--- Given data Enclosed Below ---

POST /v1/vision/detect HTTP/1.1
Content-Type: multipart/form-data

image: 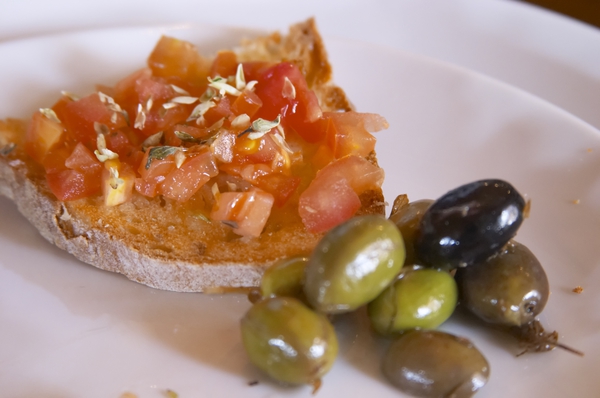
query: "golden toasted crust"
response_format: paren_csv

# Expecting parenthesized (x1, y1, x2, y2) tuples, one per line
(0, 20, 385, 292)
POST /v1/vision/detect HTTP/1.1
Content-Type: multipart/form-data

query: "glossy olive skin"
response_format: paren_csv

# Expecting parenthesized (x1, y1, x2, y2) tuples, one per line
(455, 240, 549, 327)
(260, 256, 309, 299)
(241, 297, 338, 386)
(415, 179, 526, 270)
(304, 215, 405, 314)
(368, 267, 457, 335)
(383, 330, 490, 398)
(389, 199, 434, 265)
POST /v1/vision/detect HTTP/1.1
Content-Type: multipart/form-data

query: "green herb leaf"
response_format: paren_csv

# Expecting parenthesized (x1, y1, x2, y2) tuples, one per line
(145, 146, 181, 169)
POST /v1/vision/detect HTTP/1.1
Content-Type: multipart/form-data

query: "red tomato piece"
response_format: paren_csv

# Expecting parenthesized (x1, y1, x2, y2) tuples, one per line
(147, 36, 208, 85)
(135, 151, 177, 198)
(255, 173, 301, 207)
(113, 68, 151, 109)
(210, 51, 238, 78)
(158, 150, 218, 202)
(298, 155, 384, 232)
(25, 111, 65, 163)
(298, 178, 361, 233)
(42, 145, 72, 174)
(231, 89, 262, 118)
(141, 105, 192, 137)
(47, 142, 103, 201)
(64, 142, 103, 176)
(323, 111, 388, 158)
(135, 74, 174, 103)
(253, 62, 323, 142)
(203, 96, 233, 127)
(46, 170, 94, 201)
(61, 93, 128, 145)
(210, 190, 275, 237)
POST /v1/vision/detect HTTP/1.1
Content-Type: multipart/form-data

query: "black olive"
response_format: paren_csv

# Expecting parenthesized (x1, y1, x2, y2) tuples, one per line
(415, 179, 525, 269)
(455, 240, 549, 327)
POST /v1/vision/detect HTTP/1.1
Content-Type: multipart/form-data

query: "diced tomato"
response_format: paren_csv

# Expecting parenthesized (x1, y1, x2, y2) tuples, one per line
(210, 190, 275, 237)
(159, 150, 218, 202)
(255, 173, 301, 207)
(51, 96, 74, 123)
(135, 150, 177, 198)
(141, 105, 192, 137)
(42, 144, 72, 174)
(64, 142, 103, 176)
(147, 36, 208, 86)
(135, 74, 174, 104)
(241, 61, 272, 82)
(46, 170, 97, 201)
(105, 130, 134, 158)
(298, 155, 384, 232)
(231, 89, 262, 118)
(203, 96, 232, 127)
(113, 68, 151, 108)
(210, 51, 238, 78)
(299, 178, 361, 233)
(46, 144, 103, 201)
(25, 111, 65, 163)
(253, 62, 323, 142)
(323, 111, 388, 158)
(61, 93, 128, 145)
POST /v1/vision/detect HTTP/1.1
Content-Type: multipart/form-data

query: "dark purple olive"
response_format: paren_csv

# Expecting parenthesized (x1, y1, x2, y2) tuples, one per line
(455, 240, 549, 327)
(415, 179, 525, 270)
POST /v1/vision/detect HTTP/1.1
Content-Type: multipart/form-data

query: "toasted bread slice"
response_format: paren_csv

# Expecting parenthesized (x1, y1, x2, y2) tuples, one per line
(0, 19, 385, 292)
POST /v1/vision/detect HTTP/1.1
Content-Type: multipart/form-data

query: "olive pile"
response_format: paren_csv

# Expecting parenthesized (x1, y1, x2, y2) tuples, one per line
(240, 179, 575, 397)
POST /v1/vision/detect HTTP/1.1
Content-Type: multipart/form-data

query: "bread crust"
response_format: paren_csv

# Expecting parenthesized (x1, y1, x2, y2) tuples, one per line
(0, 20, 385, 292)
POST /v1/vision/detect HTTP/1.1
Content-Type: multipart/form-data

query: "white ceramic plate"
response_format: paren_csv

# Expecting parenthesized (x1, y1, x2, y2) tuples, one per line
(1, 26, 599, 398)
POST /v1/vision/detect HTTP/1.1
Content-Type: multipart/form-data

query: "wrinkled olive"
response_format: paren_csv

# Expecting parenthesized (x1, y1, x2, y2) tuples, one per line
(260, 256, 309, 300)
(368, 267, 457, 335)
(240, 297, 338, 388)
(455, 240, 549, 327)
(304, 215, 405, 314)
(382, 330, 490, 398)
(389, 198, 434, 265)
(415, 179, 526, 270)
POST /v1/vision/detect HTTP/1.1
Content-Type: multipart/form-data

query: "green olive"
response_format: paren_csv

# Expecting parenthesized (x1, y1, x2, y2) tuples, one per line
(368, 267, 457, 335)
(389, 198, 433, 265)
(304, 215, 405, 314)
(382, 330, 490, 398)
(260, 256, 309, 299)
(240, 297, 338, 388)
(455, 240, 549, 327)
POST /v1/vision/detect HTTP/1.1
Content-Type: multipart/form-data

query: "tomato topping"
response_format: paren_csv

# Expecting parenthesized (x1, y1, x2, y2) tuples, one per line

--- End of Enclosed Given data ---

■ **Exercise**
The whole listing is to be duplicated verbatim, apart from its images.

■ **Solution for this task**
POST /v1/vision/detect HTTP/1.1
Content-Type: multipart/form-data

image: 
query: "golden toasted crust"
response_format: paren_csv

# Expecting parenthesized (x1, y1, x2, y2) tuples, one per line
(0, 20, 385, 292)
POST /v1/vision/detect HTTP/1.1
Content-Type: multipart/form-data

query: "glossy olive skin"
response_format: paren_csv

# Expecting parenthesized (x1, y1, x2, y2) tuples, one per line
(455, 240, 549, 327)
(260, 256, 309, 299)
(241, 297, 338, 386)
(415, 179, 526, 270)
(304, 215, 405, 314)
(368, 267, 457, 335)
(383, 330, 490, 398)
(389, 199, 434, 265)
POST /v1/vision/detect HTTP/1.1
Content-Type: multipart/form-data

query: "green herb leaf"
response_format: paren_csv

# Expecting parenthesized (x1, y1, x2, y2) tuples, one per line
(145, 146, 181, 169)
POST /v1/vision/detect HTTP/1.1
Content-Type: multipart/form-data

query: "red tomato piece"
response_format: paren_csv

# Expecting parenthesized (x1, y1, x2, y2) tuples, one per line
(147, 36, 208, 85)
(135, 151, 177, 198)
(255, 173, 301, 207)
(113, 68, 151, 109)
(210, 51, 238, 78)
(158, 150, 218, 202)
(298, 155, 384, 232)
(25, 111, 65, 163)
(298, 178, 361, 233)
(42, 145, 72, 174)
(231, 89, 262, 118)
(141, 105, 192, 137)
(47, 142, 103, 201)
(64, 142, 103, 176)
(323, 111, 388, 158)
(135, 74, 174, 103)
(253, 62, 323, 142)
(203, 96, 233, 127)
(46, 170, 94, 201)
(61, 93, 128, 145)
(210, 190, 275, 237)
POST /v1/vision/detect HTTP/1.1
Content-Type: multipart/form-data

query: "black olive"
response_format: paren_csv

# Expecting parenthesized (x1, y1, x2, y2) tuples, one per line
(415, 179, 525, 269)
(455, 240, 549, 327)
POST /v1/vision/detect HTTP/1.1
Content-Type: multipart/form-data

query: "diced tomato"
response_format: paren_csv

# Expecting parenthesized (x1, y1, x2, y2) tuples, one per line
(210, 190, 275, 237)
(159, 150, 218, 202)
(255, 173, 301, 207)
(51, 96, 74, 123)
(135, 150, 177, 198)
(141, 105, 192, 137)
(42, 144, 72, 174)
(64, 142, 103, 176)
(147, 36, 208, 86)
(135, 74, 174, 104)
(241, 61, 272, 82)
(46, 170, 97, 201)
(105, 130, 134, 158)
(298, 155, 384, 232)
(231, 89, 262, 118)
(203, 96, 232, 127)
(113, 68, 151, 108)
(210, 51, 238, 78)
(299, 178, 361, 233)
(46, 144, 103, 201)
(25, 111, 65, 163)
(253, 62, 323, 142)
(323, 111, 388, 158)
(61, 93, 128, 145)
POST /v1/vision/detect HTTP/1.1
Content-Type: multipart/form-data

query: "dark purple olive"
response_format: paren_csv

# Expecting parenthesized (x1, y1, x2, y2) tuples, one per line
(455, 240, 549, 327)
(415, 179, 525, 270)
POST /v1/vision/detect HTTP/1.1
Content-Type: multipart/form-data

query: "toasted bread slice"
response_format: paren_csv

# Expecting parenthesized (x1, y1, x2, y2) tuples, one per line
(0, 19, 385, 292)
POST /v1/vision/detect HTTP/1.1
Content-Type: multipart/form-data

query: "olive pile"
response_format: paren_csv

# Expecting parenthesized (x1, y1, x2, y2) tuples, one per line
(240, 179, 575, 397)
POST /v1/vision/detect HTTP/1.1
Content-Type: multipart/form-data

query: "bread crust"
response_format: paren_csv

# Expecting parenthesized (x1, y1, x2, y2) tuples, one per line
(0, 20, 385, 292)
POST /v1/vision/detect HTTP/1.1
Content-Type: multipart/form-data

query: "white ceramic plate"
response_format: paren_csv

# Expecting parenthesized (x1, y1, x2, y2) tuples, one per line
(1, 26, 599, 398)
POST /v1/vision/detect HTTP/1.1
Content-Type: multipart/form-data

query: "wrinkled olive"
response_format: paren_csv

# Expecting parenthesized (x1, y1, x2, y2) tuples, one per line
(260, 256, 309, 300)
(368, 267, 457, 335)
(240, 297, 338, 388)
(455, 240, 549, 327)
(304, 215, 405, 314)
(382, 330, 490, 398)
(389, 198, 434, 265)
(415, 179, 526, 270)
POST /v1/vision/detect HTTP/1.1
Content-Type: multipart/form-data

query: "green olive"
response_format: paren_csv

# Expecting parenthesized (x1, y1, x2, y2) tuples, one per line
(368, 267, 457, 335)
(389, 198, 433, 265)
(304, 215, 405, 314)
(382, 330, 490, 398)
(260, 256, 309, 299)
(240, 297, 338, 388)
(455, 240, 549, 327)
POST /v1/vision/detect HTTP/1.1
Content-Type: multipart/form-data

query: "tomato topping"
response_format: paren_csv

# Expecting parenthesized (x1, y1, x2, y2) tuples, one per line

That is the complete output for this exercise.